▶ Your goal
In the entries below, find each line bearing the string "before" and copy it.

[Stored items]
---+---

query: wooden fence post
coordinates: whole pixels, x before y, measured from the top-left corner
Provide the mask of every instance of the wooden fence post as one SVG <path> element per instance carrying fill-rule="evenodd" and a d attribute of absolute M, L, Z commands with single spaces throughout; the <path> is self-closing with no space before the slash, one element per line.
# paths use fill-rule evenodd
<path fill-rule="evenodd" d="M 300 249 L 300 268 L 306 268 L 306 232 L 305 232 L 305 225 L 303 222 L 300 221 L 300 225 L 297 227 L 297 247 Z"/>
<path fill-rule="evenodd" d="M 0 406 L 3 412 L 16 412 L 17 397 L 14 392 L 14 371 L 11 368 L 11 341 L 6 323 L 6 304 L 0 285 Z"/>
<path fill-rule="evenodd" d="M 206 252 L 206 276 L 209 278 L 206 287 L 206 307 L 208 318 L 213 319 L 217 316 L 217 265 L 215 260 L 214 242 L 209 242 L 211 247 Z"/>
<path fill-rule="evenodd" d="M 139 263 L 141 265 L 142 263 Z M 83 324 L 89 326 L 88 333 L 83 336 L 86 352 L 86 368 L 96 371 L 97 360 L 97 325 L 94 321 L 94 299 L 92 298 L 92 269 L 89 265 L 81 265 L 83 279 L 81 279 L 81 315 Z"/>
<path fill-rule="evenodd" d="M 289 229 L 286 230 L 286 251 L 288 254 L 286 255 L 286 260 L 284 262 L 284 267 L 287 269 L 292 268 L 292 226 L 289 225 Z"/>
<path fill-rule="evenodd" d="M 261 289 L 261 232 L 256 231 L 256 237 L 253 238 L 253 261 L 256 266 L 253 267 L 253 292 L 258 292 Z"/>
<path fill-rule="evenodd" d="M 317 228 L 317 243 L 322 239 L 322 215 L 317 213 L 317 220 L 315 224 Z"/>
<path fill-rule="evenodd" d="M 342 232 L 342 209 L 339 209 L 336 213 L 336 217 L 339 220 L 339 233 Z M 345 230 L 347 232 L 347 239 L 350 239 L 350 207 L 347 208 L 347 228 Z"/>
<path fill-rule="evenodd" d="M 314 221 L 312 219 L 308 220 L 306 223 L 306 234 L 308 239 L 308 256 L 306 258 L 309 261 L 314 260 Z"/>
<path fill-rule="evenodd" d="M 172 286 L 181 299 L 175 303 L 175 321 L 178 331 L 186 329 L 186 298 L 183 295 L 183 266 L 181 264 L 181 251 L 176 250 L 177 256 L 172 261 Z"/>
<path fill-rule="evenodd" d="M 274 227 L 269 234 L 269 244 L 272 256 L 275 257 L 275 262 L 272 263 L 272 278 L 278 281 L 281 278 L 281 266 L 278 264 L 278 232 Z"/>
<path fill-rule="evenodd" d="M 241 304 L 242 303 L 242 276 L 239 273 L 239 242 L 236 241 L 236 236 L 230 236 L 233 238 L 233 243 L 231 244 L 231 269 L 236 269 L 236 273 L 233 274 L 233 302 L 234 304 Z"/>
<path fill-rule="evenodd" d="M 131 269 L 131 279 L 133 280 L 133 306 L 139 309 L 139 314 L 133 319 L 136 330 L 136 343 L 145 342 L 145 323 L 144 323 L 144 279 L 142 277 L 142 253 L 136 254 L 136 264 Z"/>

---+---

▶ Answer box
coordinates: whole pixels, x before y, measured from the top-left corner
Provide the mask of every instance of the wooden fence post as one SVG <path> element per instance carrying fill-rule="evenodd" and a d attribute of absolute M, L, Z commands with single spaces throughout; the <path> is self-closing with no space before the slash, one element per line.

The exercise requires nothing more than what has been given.